**Records of labeled points:**
########################################
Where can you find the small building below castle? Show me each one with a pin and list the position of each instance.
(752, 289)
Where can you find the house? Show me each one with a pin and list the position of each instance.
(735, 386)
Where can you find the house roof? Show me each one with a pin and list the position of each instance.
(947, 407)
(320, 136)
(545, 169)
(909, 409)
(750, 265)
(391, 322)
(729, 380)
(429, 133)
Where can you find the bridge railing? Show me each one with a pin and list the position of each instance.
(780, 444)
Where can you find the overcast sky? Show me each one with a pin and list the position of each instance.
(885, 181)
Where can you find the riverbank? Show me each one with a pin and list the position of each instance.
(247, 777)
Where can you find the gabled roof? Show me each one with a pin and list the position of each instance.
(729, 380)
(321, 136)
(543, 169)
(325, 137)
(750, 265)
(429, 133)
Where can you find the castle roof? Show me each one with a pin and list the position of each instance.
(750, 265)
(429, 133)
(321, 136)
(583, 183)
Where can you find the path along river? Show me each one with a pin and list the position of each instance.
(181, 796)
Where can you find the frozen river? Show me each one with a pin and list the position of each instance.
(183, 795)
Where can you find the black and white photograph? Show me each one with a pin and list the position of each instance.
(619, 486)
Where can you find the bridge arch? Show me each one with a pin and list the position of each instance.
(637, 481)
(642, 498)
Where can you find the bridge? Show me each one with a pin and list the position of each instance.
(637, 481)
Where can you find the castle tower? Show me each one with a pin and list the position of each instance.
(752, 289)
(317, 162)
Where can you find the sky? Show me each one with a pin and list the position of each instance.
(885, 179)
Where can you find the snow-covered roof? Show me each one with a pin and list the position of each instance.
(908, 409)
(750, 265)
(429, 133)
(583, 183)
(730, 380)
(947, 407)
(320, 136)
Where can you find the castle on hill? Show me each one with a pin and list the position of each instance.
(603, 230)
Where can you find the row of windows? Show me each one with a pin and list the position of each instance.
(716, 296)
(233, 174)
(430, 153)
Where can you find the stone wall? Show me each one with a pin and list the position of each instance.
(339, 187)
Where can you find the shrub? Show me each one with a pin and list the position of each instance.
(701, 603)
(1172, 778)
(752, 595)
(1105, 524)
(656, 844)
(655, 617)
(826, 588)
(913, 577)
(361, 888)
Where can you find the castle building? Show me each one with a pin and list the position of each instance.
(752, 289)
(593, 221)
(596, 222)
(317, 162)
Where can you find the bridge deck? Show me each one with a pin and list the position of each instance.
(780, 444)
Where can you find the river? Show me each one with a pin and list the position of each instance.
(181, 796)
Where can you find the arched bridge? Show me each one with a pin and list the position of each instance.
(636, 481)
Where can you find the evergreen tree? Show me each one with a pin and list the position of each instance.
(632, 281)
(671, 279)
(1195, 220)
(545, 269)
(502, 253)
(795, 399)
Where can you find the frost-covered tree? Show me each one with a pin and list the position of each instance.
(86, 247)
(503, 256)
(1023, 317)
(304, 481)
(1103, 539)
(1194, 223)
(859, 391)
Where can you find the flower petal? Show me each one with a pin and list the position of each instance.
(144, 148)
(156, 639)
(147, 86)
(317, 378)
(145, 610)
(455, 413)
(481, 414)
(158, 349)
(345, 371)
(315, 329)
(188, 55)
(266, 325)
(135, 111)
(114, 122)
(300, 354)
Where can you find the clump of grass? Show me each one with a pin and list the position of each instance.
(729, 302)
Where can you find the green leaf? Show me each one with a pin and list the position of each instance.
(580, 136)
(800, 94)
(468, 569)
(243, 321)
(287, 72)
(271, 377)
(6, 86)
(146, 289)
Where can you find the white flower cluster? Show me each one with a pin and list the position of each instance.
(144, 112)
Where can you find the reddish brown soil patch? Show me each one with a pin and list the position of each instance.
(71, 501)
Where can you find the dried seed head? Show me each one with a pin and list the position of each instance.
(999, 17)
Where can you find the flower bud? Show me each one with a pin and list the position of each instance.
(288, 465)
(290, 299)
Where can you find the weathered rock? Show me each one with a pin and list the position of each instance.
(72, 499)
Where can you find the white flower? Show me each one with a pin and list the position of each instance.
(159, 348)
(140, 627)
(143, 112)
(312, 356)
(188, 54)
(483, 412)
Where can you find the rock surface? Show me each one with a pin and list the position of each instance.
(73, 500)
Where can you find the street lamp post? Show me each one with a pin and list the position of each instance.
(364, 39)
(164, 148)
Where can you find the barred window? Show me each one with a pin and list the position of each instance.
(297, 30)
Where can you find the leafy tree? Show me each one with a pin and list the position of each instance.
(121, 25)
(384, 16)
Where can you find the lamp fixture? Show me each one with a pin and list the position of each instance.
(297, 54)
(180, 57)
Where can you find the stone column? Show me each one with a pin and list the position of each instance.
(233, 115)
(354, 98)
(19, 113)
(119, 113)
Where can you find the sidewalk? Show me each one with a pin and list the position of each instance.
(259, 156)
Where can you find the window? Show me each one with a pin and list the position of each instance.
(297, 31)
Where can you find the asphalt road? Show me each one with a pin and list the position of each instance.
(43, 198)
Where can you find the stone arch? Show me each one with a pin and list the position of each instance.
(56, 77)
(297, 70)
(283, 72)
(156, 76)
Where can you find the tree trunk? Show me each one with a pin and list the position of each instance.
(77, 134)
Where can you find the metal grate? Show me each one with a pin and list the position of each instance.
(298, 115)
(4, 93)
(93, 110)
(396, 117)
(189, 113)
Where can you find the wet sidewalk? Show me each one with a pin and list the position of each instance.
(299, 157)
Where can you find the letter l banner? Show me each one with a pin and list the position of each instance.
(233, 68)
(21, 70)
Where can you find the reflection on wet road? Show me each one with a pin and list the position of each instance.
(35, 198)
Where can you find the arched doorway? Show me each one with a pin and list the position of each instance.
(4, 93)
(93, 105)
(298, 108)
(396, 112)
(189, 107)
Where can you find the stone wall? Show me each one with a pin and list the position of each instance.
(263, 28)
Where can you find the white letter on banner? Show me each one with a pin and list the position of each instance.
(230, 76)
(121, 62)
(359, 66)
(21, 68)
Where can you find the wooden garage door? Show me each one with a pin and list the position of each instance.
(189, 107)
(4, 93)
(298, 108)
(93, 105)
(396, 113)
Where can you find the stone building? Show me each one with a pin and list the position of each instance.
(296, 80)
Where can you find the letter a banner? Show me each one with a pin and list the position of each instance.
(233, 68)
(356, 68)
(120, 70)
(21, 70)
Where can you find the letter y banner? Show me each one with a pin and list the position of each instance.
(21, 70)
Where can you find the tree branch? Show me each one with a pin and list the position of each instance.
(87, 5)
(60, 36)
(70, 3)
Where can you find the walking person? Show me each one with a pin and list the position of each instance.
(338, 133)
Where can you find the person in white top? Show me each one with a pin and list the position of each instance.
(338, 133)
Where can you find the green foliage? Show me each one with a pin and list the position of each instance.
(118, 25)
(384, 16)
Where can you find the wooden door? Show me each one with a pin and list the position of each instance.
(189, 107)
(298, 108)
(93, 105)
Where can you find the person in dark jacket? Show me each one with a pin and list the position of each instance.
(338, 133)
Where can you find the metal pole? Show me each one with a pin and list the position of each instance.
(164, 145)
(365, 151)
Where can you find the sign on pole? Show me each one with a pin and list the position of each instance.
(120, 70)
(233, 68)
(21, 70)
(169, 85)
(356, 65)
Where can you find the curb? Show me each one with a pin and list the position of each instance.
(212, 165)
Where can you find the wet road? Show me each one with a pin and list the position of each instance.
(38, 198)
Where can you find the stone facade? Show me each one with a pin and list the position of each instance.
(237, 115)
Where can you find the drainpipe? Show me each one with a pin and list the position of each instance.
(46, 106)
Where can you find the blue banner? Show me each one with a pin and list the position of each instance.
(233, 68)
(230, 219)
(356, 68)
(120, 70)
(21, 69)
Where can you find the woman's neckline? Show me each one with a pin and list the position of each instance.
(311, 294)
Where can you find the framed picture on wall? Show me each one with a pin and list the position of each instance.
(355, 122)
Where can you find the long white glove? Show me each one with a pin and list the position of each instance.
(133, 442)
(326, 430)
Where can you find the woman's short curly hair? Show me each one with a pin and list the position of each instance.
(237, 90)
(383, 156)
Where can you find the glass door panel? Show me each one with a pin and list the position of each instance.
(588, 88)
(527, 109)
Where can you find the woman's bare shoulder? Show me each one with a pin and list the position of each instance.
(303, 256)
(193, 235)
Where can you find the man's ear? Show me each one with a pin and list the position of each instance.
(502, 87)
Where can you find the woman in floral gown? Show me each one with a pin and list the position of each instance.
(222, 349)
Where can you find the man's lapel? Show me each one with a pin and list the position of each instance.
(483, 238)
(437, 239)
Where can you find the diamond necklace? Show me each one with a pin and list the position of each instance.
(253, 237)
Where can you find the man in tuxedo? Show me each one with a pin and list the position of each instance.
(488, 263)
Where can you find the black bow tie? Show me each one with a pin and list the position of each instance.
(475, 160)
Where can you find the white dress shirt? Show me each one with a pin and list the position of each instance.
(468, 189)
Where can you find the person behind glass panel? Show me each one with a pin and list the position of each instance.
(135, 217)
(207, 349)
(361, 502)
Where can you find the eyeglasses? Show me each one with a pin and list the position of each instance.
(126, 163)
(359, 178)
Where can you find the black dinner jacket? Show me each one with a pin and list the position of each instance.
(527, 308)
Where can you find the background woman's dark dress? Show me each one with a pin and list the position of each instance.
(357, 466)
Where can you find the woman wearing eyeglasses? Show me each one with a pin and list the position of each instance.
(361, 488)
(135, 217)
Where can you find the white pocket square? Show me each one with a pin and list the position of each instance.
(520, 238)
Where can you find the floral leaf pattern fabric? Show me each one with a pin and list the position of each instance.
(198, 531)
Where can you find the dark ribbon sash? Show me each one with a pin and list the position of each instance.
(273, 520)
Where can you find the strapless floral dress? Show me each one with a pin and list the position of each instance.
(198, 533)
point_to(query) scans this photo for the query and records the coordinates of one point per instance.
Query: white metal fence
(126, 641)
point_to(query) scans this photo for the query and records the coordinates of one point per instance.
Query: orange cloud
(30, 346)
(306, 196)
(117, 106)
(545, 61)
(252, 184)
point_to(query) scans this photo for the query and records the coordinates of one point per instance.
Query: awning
########################################
**THE PROBLEM:** Copy the records above word for word, starting at the line that contains "Where can you find the floral" and ending at the last line of the records.

**ANSWER TO THIS EXERCISE:**
Where can you find the floral leaf pattern fabric? Show me each one with a pin and list the position of each instance.
(198, 531)
Where can you find the dark ribbon sash? Show me each one with a pin and list the position of each instance.
(273, 520)
Where can you find the strapless floral dress? Show me each one with a pin and list the position of each instance.
(198, 533)
point_to(query) scans this photo for the query and records the coordinates of one point per instance.
Query: white metal fence
(126, 641)
point_to(query) scans this photo for the query and records the coordinates of one point per instance.
Query: orange cloud
(30, 346)
(306, 196)
(117, 106)
(545, 61)
(252, 184)
point_to(query) scans this photo for the query and records the coordinates of one point per instance.
Query: awning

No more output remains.